((

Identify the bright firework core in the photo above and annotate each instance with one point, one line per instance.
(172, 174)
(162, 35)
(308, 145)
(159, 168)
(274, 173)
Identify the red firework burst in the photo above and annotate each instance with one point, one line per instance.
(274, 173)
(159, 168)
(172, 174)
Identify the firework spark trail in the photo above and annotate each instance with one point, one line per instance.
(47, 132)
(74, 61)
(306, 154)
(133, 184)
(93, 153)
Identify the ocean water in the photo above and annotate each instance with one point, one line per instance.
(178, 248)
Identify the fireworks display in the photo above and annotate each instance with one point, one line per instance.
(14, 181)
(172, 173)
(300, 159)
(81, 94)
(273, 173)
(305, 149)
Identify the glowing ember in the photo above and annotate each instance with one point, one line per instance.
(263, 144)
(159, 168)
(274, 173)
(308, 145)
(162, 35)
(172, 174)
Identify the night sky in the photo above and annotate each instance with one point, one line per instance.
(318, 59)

))
((

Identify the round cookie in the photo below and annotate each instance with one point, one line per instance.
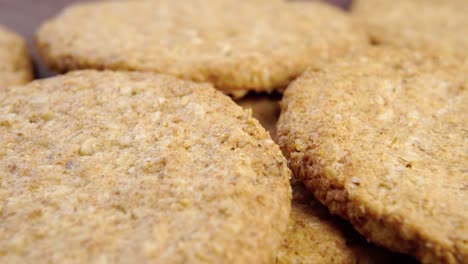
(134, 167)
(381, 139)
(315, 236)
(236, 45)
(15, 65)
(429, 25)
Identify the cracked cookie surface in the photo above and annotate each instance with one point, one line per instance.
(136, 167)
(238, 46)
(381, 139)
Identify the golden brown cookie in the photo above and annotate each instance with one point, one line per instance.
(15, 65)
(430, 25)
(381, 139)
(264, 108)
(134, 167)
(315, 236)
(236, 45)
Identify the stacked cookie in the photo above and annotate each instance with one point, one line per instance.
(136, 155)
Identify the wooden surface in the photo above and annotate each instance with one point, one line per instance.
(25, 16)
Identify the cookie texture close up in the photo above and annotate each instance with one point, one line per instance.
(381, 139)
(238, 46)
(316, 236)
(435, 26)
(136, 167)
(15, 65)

))

__Goal of the exercise__
Which lines in the rows above contain the word "cookie"? Copy each of them in full.

__Worked solution__
Identify the round cookie in the photo below and annotate each instance with one point, one line per instance.
Identify the cracked cookie surface in the photo above and annotate each instance with one point, one line per instance.
Identify the golden brown cookie in the photo above and annotate each instance with one point, one line per instance.
Identify the stacked cookie in the photo above and annotate each instance with one point, one line per instance.
Identify the cookie texture close up in the photo above and annotate each instance with one point, one line per instance.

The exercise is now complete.